- [Exercise description] In the text on ecovillages as lifeboats, who coined the word "ecovillages"?

Source passage Start Marker

Tempest Tossed Covid
Covid, climate and war migrants have validated the “ecovillages-as-lifeboats” metaphor.
In one little body
Thou counterfeit'st a bark, a sea, a wind:
For still thy eyes, which I may call the sea,
Do ebb and flow with tears; the bark thy body is,
Sailing in this salt flood; the winds, thy sighs;
Who,--raging with thy tears and they with them,--
Without a sudden calm, will overset
Thy tempest-tossed body.
—Romeo and Juliet, Act III Scene V
Though his bark cannot be lost, yet it can be tempest tossed.
—Macbeth, Act I, Scene III
The wretched refuse of your teeming shore. Send these, the homeless, tempest-tost to me…
—Emma Lazarus
About 20 years ago the Australian futurist Ted Trainer wrote something to the effect that, “Ecovillages are perhaps the most important invention of the 20th Century.” Ross Jackson has said—most recently in his opening address at the International Communal Studies Association (ICSA) triennial meeting last Thursday—that it is because ecovillages are like lifeboats. That is how master planner George Ramsey, who coined the word “ecovillages,” envisioned them when the Club of Rome came out with their Limits to Growth study in 1972 that predicted we would reach several important limits in about 50 years. Well, 50 years is now. Ecovillages provide an alternative to the culture built on endless growth, depletion of non-renewable resources, military aggression, and social hierarchies. Ecovillages are accessible and friendly alternatives that actually work. Are they the most important invention of the past century?
We are seeing that lifeboat metaphor playing out now as ecovillages in Ukraine go from communities of fewer than 100 residents to several hundred families overnight. The same is being repeated across Europe as a collapse of energy and food systems raises anxieties about this coming winter.
Findhorn is very proud of being energy self-sufficient, treating its own waste and producing much of its own food in northernmost Scotland. They are well positioned for the tempest ahead. In Sri Lanka, there are several thousand ecovillages in the Sarvodaya Shramadana movement that has been going on since the 1950s. Today they provide desperately needed lifeboats for a very large segment of that population.

Source passage End Marker
Data Start Marker

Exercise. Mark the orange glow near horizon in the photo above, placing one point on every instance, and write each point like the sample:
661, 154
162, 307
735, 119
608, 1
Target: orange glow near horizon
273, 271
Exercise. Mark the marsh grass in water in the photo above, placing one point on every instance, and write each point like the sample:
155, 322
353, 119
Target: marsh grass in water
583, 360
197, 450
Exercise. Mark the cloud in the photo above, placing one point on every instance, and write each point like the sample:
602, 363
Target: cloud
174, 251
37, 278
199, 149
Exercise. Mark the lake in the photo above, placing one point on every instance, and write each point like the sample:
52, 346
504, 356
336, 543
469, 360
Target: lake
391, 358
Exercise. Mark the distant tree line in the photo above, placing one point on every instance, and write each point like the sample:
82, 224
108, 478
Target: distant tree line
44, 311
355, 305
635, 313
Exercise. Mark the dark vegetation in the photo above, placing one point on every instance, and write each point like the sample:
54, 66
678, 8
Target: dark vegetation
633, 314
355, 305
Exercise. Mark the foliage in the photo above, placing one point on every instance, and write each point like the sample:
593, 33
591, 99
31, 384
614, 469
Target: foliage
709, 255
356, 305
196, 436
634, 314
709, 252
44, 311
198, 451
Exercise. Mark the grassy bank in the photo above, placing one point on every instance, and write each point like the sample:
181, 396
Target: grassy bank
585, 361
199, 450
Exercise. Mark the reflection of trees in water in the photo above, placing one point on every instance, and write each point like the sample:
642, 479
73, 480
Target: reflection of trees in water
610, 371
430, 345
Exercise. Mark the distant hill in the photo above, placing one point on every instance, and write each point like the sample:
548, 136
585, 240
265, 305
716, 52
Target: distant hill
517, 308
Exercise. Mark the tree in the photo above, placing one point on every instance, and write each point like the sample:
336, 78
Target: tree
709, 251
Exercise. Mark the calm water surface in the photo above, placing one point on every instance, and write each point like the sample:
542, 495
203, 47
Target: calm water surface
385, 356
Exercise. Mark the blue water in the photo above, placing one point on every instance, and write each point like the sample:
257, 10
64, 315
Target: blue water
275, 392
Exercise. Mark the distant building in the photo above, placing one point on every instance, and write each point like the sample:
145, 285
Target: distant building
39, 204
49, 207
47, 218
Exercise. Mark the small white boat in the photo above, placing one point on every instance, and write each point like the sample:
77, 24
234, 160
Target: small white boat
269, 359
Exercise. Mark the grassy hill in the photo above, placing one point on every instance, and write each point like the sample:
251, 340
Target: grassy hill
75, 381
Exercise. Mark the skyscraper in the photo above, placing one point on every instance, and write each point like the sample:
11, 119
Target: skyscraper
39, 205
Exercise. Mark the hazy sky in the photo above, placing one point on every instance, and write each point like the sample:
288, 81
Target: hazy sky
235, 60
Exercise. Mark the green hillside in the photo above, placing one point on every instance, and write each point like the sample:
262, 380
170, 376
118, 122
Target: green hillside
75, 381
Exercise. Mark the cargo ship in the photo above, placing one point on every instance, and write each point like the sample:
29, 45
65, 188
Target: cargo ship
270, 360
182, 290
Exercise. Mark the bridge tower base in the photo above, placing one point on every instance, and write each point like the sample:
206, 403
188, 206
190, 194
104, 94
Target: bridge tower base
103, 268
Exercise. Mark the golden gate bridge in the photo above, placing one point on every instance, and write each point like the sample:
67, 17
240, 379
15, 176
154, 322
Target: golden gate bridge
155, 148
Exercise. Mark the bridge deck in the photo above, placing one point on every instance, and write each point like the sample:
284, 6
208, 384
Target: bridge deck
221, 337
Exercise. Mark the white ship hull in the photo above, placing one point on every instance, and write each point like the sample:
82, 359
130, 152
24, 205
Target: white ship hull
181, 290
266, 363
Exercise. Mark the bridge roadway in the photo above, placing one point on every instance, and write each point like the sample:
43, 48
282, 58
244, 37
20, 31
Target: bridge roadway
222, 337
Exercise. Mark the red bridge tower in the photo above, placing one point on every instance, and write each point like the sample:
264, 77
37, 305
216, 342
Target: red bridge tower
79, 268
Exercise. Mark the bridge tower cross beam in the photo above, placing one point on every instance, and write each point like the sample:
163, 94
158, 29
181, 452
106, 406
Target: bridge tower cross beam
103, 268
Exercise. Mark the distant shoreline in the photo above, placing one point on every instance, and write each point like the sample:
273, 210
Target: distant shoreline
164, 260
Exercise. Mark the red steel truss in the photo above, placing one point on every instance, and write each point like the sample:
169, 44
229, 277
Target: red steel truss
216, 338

Data End Marker
Data Start Marker

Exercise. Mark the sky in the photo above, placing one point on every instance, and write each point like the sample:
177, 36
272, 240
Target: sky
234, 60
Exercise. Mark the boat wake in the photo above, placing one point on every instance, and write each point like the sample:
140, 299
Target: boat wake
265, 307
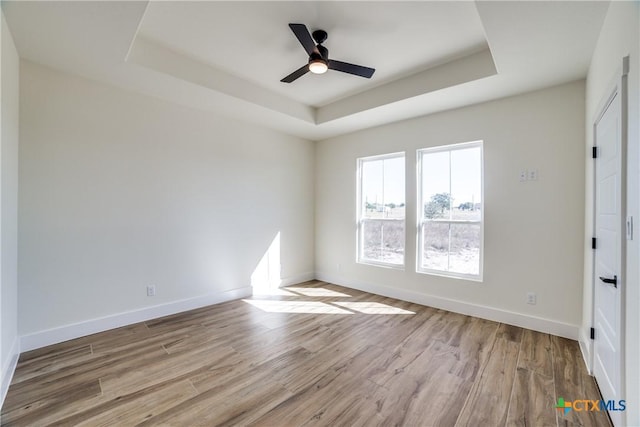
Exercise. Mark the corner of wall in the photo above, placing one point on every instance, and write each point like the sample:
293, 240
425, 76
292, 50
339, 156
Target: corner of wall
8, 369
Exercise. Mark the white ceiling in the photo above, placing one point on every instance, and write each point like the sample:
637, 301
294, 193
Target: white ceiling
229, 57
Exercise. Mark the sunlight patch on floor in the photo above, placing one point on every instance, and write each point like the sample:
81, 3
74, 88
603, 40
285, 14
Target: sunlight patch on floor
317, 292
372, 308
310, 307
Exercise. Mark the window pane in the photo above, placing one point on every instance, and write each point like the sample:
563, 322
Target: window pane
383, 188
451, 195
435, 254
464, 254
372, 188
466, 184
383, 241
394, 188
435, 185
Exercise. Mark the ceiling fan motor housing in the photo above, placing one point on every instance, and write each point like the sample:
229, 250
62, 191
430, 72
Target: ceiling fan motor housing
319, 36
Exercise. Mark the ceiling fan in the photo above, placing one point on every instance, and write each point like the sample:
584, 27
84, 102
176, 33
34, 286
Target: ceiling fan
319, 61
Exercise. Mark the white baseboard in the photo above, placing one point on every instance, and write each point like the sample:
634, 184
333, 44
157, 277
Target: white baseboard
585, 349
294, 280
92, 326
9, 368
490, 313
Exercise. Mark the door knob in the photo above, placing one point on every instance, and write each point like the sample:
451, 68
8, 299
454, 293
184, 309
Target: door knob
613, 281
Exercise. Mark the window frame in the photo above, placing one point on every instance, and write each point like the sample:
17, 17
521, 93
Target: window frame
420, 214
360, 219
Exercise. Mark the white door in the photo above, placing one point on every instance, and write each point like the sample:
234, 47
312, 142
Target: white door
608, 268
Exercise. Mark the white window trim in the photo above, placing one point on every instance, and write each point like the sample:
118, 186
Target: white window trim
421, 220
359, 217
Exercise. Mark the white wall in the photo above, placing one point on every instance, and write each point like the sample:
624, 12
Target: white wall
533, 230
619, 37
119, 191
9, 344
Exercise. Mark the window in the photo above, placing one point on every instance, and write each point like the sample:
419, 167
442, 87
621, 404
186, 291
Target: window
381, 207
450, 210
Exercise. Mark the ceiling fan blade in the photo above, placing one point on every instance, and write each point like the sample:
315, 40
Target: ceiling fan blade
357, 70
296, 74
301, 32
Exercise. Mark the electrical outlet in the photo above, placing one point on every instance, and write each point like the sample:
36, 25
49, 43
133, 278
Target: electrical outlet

Data End Marker
Data Start Marker

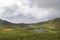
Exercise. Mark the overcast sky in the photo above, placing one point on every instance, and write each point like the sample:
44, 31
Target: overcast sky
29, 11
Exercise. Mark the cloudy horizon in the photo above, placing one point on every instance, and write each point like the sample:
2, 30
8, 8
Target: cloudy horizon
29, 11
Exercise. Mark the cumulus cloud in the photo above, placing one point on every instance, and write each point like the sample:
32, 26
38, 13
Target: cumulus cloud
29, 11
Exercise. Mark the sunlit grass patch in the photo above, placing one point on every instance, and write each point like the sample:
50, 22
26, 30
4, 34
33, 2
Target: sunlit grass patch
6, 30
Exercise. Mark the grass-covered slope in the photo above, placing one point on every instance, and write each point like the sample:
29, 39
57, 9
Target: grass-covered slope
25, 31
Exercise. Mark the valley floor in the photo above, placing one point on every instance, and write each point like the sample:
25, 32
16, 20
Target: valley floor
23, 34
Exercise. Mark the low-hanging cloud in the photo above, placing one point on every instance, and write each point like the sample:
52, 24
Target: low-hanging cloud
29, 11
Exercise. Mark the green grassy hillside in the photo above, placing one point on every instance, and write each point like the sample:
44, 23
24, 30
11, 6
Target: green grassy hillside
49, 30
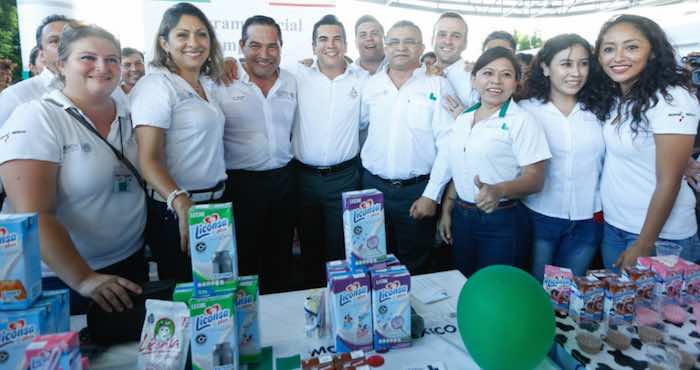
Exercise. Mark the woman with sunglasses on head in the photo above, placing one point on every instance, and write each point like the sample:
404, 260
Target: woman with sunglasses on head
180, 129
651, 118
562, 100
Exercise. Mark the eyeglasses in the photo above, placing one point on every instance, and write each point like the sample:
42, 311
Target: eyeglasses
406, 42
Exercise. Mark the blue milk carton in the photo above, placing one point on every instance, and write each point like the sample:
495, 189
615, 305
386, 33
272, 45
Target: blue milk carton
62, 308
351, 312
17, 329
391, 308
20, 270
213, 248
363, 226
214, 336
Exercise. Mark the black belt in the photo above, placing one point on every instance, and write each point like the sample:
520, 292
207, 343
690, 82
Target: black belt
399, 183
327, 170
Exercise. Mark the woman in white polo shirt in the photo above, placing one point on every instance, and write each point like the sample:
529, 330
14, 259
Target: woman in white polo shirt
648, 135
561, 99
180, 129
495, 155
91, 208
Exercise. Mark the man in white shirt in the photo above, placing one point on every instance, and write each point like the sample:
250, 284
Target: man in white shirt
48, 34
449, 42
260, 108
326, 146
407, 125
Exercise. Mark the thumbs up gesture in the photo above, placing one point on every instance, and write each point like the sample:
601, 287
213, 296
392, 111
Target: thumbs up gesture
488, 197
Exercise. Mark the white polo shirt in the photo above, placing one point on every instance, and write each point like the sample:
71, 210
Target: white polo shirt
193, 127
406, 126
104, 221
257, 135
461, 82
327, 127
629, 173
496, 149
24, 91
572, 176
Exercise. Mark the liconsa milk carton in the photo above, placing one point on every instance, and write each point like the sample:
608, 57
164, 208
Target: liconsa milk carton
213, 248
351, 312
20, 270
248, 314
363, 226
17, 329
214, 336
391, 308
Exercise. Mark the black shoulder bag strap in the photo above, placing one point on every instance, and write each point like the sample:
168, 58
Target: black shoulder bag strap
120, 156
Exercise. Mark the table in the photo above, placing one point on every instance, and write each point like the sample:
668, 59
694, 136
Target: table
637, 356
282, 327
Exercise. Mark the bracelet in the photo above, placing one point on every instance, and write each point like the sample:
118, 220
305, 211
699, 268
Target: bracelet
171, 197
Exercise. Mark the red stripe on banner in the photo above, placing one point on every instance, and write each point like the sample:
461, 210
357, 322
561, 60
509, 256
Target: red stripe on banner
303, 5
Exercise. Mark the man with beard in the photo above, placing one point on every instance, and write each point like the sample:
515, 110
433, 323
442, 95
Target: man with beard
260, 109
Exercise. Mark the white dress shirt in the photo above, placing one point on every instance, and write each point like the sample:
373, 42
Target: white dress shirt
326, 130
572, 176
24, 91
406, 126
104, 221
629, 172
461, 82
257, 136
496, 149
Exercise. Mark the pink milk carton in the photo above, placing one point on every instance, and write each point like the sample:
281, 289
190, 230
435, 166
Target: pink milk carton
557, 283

Data End Marker

- [Response] The master planner George Ramsey coined the word "ecovillages."